» **Page**:
— start —
Ms. Kennedy: I suggest you ask the publishers.

Senator Ringuette: Ms. Curran, you mentioned that putting two prices on the backs of books is usual practice and that it was requested by the retail sector. Is that an assumption or a fact?

Ms. Curran: It is something that I have been told by people in the industry; but you would want to check it.

Senator Ringuette: On slide 4 you identify the interveners in the book industry — the publisher, distributor, wholesaler and retailers. On page 10 with regard to Canadian owned, you say "some are also publisher distributors, for example . . . ." Some of them remove one of the additional partners in the chain. For example, if a publisher wants to have an exclusive distribution network with a certain entity, why should we reinforce that exclusive privilege, given the 10 per cent?

Ms. Kennedy: As we explained at the beginning, the original rationale for the regulations had to do with creating a balance between giving the exclusive distributor, who had negotiated exclusive rights for the Canadian territory, rights under the Copyright Act, and the desire to have adequate service standards and to create a ceiling on the price — any markup — that the exclusive distributor could apply to the book that he or she was importing. That is the basis of the rationale.

Senator Ringuette: I understand the rationale. It might have been a good rationale when that legislation was put in here. Today, we are looking at global purchasing power. I do not agree that we would be reinforcing market exclusiveness. We just heard witnesses from the Competition Bureau. An exclusive market logically leads to price fixing and so forth. Certainly, we have an issue with legislation and the way it is put together in terms of the end result for consumers.

Ms. Kennedy: The other factor I should mention with respect to the original rationale is the role that the exclusive distributors play in the Canadian market and the services that they provide. Their physical presence is part of the relationships that build the industry as a whole. They have investments and jobs and, as we mentioned earlier, they invest in publishing Canadian authors. That is another factor under consideration.

Senator Ringuette: Correct me if I am wrong, but I think Canadian Heritage has another specific program to encourage the publishing of Canadian writers. Am I wrong?

Ms. Kennedy: We have the Canada Book Fund, which supports the publication of Canadian books by Canadian publishers.

Senator Nancy Ruth: Ms. Kennedy, I want to go back to the 10 per cent. You suggested that we hear from others to give us more detail. Are you telling me that the 10 per cent is split on the basis of an agreement between distributors, retailers, wholesalers and the others? Do they make the decision about how the 10 per cent is factored?
— end —
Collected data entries
— start —
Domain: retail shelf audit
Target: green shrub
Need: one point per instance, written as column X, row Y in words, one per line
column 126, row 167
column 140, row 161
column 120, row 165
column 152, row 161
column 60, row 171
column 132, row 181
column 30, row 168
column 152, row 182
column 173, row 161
— end —
» **Tasks**:
1/ Answer these questions using the Senate hearing transcript on book pricing.
(a) Where does Ms. Curran say her statement about two prices on the backs of books comes from?
(b) Which four interveners in the book industry are identified on slide 4?
(c) What does Ms. Kennedy say the Canada Book Fund supports?
2/ Continue the Senate hearing transcript on book pricing from its last line, with a reply to Senator Nancy Ruth's question.

» **Responses**:
1/
(a) It is something she has been told by people in the industry.
(b) The publisher, distributor, wholesaler and retailers.
(c) The publication of Canadian books by Canadian publishers.

2/
Ms. Kennedy: If there is an exclusive distribution arrangement and if it is covered by these regulations, the price of the book can include that 10 per cent.

Senator Nancy Ruth: In your deck you say, "The suggested retail price (SRP) for Canada of books imported from the U.S. must be no more than 10 per cent higher" Have you ever seen it less than 10 per cent than the original SRP? Then you go on to say, "converted to Canadian dollars at the prevailing rate of exchange." If the prevailing rate of exchange is par or the Canadian dollar is worth more than the U.S. dollar, there should not be a price differential on the American book imported into Canada. Is that correct?

Ms. Kennedy: No.

Senator Nancy Ruth: Why is that? It is conditional upon "converted to Canadian dollars at the prevailing rate of exchange."

The Chair: You can convert and take advantage of any exchange rate difference and 10 per cent is added on the top.

Ms. Curran: Yes.

Senator Nancy Ruth: Have you ever seen it less than 10 per cent?

Ms. Kennedy: I do not recall.

Senator Nancy Ruth: It is 15 per cent in Europe.

Ms. Kennedy: I cannot say one way or the other, senator.

The Chair: I think Senator Nancy Ruth was getting to this next question. What if the regulation changed so there was not this artificial 10 to 15 per cent additional amount that can be put in there? What would happen to the market?

Ms. Kennedy: I have to be honest, I cannot speculate right now. We would have to do a considered assessment of that. I would not want to speculate and mislead the committee on that.

The Chair: We are trying to determine if we should have a recommendation to do away with this. Is this really needed to have a market in Canada? In effect, what we are doing is protecting the U.S. publisher, even though that publisher may sell the books loosely. There are all kinds of opportunities for someone from Canada to bring them in at discounted prices, but they cannot do it because of these regulations.

Ms. Kennedy: If the exclusive distributor wants access to the remedies in the act, he or she complies with the regime set out in the regulations. There are business decisions and choices that are made in all of this. I think we would have to look at what the range of impacts from changing these provisions would be.

The Chair: Have you done any speculating, study or predicting?

Ms. Kennedy: We have not done any speculating. The department is not currently conducting what we would call a formal review of the regulations. As I mentioned before, changing them would require a formal process. I cannot comment on the intention of government, for example, to review the regulations or not, but, in the context of our continuous assessment of policy measures, the department has contracted with independent researchers to conduct a study on the relevance and effectiveness of the regulations in both official-language markets in Canada. The study in still in progress and is expected to be finalized in the coming months.

The Chair: Given that regulations flow from legislation and that we have new legislation related to copyright before the House of Commons now, is there a basis for these regulations to continue in that proposed legislation?

Ms. Kennedy: The Copyright Act does include the provision that anchors the regulations. The act that is going through the legislative process does not contain amendments that affect these regulations.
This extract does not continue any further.